Collected data
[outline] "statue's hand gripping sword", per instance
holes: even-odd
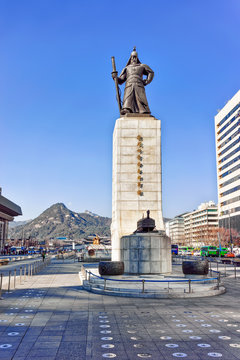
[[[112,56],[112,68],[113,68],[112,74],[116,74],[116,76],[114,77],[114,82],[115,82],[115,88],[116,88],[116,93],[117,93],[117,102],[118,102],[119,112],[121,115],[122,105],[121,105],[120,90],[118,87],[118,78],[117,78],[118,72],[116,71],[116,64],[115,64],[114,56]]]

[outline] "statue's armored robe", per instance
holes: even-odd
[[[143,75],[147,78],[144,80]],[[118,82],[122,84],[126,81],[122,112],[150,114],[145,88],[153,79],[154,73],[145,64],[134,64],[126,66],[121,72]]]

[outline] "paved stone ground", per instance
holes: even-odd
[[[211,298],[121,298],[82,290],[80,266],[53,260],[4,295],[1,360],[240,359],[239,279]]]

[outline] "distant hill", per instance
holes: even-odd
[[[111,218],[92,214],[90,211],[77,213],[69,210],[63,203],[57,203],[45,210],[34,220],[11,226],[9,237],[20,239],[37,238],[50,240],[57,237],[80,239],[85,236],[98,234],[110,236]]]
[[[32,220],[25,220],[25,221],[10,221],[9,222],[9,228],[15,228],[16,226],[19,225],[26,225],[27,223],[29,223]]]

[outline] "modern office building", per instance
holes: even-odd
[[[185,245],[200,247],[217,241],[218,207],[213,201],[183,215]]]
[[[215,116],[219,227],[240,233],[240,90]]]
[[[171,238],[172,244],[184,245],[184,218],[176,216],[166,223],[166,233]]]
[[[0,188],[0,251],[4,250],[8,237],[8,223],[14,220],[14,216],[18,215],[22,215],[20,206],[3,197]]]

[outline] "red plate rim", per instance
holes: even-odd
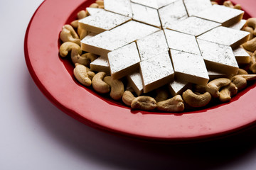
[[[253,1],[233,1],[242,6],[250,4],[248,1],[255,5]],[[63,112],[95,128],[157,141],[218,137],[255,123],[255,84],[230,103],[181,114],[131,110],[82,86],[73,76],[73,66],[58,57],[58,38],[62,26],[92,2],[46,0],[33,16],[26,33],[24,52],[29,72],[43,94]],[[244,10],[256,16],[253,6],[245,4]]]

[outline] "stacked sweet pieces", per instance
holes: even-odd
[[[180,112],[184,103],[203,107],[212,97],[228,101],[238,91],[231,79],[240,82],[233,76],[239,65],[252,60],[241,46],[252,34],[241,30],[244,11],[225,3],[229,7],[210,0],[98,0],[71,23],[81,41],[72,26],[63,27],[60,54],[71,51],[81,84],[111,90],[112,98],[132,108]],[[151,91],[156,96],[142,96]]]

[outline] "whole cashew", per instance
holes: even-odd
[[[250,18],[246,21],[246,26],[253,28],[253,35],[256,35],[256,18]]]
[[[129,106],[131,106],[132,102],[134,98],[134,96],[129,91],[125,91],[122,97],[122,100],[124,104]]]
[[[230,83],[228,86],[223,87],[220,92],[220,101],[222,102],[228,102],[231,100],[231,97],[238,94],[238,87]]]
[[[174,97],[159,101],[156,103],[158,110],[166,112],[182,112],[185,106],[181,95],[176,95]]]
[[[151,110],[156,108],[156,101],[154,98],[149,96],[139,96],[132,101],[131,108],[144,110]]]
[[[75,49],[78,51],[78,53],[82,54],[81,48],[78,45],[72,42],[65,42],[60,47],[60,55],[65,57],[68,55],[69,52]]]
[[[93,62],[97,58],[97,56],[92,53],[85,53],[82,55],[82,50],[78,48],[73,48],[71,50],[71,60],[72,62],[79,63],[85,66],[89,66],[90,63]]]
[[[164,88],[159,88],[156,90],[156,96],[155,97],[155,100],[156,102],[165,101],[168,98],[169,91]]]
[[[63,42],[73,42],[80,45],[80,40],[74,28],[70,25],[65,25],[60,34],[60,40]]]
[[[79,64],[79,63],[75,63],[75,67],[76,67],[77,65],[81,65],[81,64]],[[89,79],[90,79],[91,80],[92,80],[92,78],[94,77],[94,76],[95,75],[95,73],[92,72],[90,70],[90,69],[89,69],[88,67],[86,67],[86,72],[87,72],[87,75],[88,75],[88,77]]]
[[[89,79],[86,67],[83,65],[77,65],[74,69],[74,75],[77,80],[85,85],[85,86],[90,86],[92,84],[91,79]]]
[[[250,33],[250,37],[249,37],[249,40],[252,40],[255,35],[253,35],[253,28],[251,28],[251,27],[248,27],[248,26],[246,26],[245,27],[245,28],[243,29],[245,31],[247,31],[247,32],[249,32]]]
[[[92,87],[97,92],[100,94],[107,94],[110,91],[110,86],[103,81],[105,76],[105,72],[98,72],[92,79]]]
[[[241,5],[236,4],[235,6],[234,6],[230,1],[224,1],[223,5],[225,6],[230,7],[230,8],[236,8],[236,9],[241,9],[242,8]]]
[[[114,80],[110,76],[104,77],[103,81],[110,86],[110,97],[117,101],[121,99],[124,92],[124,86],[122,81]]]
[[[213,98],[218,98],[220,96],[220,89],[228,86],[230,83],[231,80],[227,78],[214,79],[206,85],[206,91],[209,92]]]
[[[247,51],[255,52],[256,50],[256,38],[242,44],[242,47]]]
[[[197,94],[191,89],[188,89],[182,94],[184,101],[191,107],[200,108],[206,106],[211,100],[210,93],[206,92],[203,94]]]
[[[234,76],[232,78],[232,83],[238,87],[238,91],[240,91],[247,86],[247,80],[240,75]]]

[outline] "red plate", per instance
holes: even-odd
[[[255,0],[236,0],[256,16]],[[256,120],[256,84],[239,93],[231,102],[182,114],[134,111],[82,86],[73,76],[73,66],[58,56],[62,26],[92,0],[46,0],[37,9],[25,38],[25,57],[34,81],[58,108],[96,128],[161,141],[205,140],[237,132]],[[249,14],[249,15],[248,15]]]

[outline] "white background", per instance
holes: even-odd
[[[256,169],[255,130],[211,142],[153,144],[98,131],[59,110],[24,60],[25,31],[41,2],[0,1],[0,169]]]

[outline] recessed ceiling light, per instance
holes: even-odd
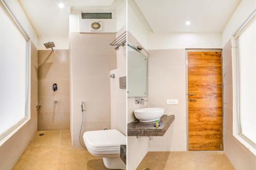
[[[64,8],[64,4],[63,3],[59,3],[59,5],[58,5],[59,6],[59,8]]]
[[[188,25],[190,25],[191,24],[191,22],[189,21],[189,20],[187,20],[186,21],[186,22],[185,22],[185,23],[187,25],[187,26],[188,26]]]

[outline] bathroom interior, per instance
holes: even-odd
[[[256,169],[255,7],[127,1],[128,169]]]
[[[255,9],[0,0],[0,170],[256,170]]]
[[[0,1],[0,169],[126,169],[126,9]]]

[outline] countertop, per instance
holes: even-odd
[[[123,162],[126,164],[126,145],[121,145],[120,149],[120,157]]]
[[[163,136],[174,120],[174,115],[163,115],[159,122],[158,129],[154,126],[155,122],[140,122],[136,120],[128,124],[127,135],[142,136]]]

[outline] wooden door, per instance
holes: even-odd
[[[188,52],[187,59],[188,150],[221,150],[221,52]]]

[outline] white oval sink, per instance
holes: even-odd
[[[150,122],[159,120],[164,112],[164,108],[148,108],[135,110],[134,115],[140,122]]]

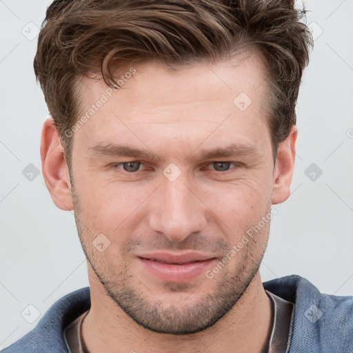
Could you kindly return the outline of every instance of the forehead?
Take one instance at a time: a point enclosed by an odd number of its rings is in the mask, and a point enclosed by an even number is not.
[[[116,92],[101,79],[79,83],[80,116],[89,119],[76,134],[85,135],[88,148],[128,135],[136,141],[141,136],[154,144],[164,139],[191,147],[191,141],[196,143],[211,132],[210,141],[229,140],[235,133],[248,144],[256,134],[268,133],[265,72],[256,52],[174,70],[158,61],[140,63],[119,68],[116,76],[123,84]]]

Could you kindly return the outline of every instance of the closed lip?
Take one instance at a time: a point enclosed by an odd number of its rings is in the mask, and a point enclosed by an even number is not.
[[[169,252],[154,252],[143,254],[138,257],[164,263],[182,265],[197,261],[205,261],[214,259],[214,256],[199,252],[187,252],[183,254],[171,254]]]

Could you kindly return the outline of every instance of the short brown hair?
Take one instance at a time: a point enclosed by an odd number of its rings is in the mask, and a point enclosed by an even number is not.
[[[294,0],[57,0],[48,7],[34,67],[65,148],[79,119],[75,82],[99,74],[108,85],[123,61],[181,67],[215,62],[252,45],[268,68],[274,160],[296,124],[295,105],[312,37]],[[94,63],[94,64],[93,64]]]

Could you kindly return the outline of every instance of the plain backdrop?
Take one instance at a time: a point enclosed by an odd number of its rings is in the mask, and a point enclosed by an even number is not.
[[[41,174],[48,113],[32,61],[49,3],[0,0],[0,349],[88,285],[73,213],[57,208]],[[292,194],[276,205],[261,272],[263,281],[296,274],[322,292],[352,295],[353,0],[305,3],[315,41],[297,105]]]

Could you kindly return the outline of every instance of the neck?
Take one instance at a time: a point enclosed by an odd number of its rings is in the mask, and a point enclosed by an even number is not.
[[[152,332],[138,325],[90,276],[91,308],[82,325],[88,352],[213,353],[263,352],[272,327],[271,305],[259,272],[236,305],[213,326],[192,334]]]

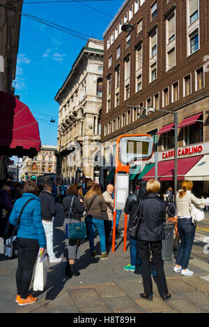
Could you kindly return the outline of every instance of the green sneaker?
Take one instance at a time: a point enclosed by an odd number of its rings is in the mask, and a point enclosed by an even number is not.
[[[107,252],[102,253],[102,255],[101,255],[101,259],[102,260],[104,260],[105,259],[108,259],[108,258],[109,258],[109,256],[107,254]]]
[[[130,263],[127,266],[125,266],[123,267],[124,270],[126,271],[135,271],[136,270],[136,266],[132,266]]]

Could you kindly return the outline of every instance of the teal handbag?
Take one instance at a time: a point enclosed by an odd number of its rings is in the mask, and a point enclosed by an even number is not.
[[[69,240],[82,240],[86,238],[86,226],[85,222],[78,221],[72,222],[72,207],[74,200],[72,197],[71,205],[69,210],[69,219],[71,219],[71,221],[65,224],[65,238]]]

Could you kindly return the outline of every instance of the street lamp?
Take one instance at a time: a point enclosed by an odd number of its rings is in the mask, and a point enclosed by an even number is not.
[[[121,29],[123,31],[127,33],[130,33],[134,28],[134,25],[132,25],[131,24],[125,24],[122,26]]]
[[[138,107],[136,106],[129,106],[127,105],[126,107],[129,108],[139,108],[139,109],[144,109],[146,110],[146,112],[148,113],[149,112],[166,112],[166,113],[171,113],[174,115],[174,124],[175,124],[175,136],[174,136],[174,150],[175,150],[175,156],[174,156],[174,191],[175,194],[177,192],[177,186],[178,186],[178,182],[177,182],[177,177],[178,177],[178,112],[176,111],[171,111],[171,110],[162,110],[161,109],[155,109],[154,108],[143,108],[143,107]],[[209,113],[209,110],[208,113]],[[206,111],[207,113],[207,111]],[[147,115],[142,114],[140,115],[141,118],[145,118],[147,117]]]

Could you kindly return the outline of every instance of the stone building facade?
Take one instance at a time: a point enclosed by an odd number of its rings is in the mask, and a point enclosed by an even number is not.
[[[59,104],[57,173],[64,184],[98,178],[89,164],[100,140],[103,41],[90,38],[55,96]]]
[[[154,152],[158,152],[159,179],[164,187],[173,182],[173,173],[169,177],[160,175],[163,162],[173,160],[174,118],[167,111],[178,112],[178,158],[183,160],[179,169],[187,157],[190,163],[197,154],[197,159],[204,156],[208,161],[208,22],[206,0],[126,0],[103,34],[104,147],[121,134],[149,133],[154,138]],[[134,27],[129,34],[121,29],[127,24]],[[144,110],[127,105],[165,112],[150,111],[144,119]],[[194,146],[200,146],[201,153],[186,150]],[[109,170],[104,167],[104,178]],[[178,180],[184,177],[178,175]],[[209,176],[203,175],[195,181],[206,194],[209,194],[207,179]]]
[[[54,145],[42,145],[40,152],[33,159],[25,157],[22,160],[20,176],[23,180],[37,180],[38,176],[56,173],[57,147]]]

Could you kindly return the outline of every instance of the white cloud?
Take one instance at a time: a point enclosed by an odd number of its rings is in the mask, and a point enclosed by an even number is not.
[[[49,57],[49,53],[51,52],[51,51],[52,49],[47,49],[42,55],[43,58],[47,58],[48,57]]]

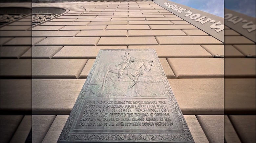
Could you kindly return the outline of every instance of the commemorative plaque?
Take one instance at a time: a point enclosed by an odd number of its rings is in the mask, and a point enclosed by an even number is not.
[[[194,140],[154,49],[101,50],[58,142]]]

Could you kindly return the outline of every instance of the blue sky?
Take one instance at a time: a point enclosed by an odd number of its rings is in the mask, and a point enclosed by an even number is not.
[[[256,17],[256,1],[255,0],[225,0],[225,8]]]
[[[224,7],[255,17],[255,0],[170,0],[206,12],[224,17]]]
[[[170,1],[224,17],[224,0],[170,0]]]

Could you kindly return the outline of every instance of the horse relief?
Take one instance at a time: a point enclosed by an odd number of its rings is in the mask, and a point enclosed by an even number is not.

TASK DIRECTIONS: Beginning at the line containing "the commemorative plaque?", repeat each line exactly through the last line of the entries, and include no other lines.

COMPLETE OUTPUT:
Could you kindly return the outline of every instance of the commemorative plaque?
Take one instance at a time: a point enclosed by an odd number of its rings is in the mask, and a point enclosed by an even number is not.
[[[194,140],[154,49],[101,50],[58,142]]]

Could you kindly return the outline of every instance of the blue sky?
Take one instance at a time: a point enclosed by an odd number of its rings is in the mask, and a point enclosed by an even number is not.
[[[256,17],[256,1],[255,0],[225,0],[225,8]]]
[[[224,7],[255,17],[255,0],[170,0],[206,12],[224,17]]]
[[[170,1],[224,17],[224,0],[170,0]]]

Could you kindly return the outline of every instance of the horse relief?
Take one instance at a time: a point enclosed by an odd number of its rings is in the mask, and a point enclosed by an even number is not.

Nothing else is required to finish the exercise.